**Your instructions**
Report every line of the rows below that contains the string "display".
** begin Raw records **
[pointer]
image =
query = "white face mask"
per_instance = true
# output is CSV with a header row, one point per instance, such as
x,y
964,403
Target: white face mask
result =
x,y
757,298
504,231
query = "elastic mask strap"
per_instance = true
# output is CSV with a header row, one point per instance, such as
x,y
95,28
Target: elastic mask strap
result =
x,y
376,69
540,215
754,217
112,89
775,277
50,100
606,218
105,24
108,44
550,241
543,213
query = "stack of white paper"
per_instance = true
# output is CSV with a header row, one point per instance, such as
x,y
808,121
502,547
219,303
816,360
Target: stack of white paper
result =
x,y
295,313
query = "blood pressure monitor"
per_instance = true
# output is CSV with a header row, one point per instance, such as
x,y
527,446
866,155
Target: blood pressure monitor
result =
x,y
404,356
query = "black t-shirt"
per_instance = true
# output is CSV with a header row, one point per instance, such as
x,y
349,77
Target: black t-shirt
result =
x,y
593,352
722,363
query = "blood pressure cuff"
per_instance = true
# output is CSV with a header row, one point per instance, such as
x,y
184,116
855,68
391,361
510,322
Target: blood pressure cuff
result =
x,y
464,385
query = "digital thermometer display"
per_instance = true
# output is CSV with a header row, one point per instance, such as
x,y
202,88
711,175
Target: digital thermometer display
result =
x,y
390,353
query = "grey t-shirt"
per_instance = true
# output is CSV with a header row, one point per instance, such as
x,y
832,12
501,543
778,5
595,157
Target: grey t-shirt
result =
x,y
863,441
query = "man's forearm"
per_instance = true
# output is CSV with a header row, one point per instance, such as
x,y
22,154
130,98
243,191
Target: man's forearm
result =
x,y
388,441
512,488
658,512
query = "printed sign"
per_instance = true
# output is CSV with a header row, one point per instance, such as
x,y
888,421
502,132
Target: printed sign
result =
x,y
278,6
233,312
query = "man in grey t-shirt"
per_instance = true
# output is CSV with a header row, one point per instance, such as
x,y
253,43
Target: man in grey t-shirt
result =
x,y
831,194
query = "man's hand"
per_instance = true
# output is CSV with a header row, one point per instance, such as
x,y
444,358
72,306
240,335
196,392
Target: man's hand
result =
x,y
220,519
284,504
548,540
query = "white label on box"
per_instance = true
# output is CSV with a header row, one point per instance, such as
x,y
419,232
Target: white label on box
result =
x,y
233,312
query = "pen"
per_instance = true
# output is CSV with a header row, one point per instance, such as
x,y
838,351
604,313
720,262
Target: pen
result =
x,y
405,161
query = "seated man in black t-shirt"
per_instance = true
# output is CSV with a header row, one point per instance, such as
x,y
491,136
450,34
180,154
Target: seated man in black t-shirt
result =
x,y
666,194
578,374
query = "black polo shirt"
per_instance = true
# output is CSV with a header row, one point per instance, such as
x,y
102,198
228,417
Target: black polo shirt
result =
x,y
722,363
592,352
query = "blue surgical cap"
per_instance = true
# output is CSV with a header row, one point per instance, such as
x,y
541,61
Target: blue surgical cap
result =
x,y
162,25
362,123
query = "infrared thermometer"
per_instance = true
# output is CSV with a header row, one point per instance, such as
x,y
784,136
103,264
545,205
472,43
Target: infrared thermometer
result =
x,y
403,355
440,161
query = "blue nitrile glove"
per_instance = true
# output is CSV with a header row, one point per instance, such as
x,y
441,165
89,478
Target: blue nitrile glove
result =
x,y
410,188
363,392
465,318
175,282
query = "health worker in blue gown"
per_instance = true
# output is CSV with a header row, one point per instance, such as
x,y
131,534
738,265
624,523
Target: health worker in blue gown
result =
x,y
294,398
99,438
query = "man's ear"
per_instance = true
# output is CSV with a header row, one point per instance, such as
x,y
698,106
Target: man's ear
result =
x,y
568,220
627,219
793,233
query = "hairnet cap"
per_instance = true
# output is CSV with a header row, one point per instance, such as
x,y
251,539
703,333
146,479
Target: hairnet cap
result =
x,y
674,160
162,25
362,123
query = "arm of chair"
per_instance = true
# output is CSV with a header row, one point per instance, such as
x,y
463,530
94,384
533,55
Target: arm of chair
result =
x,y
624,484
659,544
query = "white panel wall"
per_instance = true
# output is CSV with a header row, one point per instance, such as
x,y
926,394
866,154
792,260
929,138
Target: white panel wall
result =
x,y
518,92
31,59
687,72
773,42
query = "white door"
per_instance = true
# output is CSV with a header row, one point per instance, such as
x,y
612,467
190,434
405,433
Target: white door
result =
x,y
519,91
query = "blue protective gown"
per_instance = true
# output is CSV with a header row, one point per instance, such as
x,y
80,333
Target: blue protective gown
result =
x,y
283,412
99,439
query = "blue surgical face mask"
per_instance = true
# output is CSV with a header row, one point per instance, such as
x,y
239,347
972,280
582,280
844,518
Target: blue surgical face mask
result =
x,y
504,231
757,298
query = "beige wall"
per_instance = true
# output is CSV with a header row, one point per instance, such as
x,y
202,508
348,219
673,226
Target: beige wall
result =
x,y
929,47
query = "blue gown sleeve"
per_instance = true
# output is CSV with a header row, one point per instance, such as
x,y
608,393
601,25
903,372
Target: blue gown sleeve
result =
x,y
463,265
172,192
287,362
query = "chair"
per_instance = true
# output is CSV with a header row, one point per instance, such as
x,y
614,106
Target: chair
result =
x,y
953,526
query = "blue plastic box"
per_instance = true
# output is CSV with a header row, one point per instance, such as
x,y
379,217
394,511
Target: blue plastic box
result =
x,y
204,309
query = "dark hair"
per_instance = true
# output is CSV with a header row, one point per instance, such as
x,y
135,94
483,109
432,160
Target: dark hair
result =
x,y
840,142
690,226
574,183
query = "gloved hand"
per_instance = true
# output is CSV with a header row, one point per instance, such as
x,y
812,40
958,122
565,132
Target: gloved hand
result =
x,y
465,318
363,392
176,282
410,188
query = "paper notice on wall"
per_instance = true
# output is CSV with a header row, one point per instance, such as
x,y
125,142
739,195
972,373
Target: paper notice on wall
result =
** end Raw records **
** begin Raw records **
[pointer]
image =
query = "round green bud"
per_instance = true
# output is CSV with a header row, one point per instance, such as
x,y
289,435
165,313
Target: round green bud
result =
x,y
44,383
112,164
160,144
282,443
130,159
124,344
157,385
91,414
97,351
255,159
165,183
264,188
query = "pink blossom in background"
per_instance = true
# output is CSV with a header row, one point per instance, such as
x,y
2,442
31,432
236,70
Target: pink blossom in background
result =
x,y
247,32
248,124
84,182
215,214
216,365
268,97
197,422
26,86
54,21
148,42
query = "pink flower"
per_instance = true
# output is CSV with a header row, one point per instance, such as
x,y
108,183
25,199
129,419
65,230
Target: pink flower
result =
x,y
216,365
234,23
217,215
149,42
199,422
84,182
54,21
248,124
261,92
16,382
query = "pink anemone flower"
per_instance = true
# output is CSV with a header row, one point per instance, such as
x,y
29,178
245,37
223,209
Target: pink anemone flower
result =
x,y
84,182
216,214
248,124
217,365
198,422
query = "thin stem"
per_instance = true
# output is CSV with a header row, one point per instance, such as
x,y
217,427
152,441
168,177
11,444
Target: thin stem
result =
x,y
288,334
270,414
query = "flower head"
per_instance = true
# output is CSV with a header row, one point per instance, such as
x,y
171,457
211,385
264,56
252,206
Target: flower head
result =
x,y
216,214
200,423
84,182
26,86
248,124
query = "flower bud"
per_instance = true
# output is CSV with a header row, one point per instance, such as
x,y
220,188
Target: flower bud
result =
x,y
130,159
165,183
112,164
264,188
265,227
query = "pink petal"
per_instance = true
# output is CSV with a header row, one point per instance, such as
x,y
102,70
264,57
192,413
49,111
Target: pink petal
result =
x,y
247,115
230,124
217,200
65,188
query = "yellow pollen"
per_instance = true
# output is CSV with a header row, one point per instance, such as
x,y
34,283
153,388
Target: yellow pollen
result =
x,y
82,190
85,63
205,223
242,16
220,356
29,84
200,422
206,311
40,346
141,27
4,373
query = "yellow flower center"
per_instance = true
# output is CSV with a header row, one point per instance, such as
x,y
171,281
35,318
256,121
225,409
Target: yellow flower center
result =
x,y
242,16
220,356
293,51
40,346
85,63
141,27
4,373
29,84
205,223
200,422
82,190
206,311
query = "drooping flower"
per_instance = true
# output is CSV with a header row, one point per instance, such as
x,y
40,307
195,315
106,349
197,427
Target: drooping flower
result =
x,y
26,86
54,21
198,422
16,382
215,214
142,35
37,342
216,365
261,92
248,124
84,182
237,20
** end Raw records **
** begin Raw records **
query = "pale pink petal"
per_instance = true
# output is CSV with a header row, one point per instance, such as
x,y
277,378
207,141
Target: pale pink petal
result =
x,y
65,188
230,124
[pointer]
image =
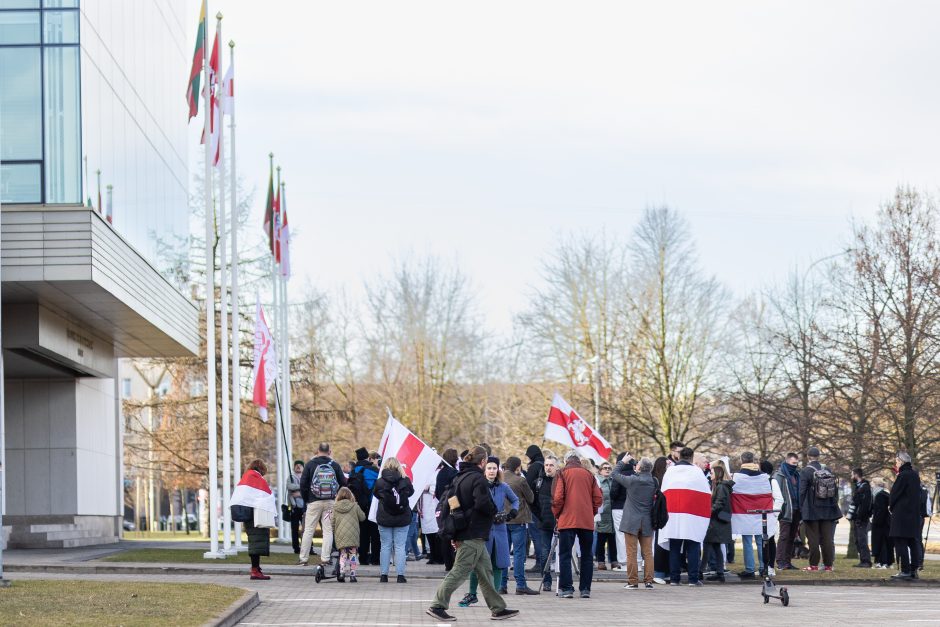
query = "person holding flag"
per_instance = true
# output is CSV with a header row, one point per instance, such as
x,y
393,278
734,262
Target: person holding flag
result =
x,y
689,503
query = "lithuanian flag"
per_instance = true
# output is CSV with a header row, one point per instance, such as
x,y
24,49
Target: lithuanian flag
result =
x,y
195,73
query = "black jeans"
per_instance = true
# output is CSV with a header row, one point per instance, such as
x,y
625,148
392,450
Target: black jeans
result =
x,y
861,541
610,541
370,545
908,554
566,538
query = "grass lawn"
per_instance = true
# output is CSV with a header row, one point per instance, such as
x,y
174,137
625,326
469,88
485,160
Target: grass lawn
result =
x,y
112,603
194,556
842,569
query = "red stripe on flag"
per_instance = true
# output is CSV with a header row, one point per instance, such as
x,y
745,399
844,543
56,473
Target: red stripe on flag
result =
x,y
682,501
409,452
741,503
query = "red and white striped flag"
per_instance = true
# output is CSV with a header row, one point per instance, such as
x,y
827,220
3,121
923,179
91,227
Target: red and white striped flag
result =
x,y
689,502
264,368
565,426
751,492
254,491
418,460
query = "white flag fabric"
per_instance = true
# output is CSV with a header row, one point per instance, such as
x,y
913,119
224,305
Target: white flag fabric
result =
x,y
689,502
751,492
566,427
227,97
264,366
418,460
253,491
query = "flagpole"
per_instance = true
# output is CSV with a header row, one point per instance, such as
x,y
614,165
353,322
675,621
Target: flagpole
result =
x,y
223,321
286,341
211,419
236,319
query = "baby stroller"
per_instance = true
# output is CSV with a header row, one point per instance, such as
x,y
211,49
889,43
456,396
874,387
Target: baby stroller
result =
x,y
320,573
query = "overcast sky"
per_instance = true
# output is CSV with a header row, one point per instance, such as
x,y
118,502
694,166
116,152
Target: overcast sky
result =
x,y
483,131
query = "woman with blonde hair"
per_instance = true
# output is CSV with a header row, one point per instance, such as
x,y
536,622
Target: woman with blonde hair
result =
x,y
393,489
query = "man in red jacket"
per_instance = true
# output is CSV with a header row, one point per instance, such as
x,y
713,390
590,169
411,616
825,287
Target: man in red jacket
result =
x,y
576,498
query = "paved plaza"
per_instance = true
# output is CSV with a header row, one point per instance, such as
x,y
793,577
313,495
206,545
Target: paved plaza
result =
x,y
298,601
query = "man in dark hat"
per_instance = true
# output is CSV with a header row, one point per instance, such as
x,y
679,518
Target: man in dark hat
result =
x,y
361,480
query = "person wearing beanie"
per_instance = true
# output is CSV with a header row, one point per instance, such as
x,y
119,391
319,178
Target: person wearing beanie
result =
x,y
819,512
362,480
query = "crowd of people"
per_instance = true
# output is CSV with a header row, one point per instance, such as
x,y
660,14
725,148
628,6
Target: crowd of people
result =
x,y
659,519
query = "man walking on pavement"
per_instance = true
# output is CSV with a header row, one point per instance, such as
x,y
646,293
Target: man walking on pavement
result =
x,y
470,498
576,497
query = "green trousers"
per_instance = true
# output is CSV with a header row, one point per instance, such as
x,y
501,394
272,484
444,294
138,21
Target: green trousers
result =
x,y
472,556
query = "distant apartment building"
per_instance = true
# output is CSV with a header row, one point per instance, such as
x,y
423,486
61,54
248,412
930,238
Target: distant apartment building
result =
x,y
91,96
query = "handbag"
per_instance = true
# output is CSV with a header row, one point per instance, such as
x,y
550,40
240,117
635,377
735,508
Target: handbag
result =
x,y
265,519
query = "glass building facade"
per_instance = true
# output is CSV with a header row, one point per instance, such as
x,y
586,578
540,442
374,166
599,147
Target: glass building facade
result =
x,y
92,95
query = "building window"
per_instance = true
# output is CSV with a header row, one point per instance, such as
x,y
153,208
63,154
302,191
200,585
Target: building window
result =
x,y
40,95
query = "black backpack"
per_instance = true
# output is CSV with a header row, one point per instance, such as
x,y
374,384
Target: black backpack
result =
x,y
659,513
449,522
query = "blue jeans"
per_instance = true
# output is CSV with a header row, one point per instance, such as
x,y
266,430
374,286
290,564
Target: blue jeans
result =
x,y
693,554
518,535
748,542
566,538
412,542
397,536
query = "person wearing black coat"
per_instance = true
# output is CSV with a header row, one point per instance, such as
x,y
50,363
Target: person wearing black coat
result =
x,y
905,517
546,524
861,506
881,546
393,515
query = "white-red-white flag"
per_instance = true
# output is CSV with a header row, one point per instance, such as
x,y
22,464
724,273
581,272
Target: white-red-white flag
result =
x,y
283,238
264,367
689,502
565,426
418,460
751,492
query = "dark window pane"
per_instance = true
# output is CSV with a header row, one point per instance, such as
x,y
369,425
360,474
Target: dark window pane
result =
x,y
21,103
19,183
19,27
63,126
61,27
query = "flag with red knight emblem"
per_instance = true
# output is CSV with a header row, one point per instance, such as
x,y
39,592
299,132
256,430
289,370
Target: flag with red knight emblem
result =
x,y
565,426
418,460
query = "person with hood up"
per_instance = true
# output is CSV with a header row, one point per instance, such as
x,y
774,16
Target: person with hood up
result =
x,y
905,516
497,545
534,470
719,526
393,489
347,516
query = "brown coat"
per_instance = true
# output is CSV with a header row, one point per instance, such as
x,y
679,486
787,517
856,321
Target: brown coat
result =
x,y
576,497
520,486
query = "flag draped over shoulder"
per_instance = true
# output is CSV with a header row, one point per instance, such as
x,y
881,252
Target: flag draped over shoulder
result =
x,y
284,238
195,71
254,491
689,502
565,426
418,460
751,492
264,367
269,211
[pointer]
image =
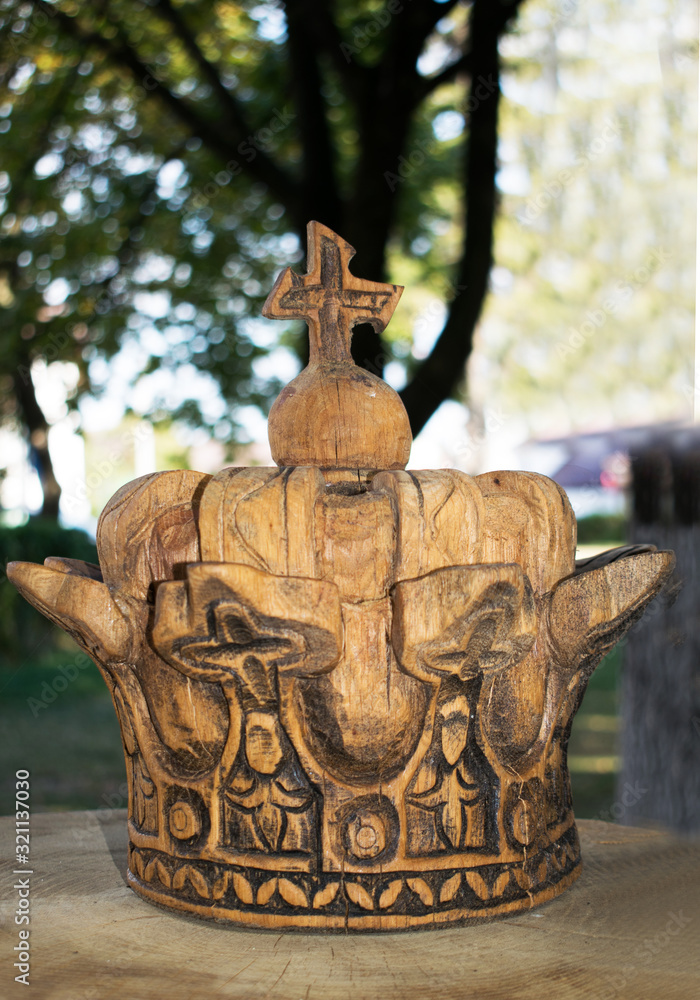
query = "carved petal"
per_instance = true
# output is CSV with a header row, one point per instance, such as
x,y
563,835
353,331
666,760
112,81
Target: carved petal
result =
** end Raw records **
**Expected answer**
query = "digital thermometer display"
Target: digital thermometer display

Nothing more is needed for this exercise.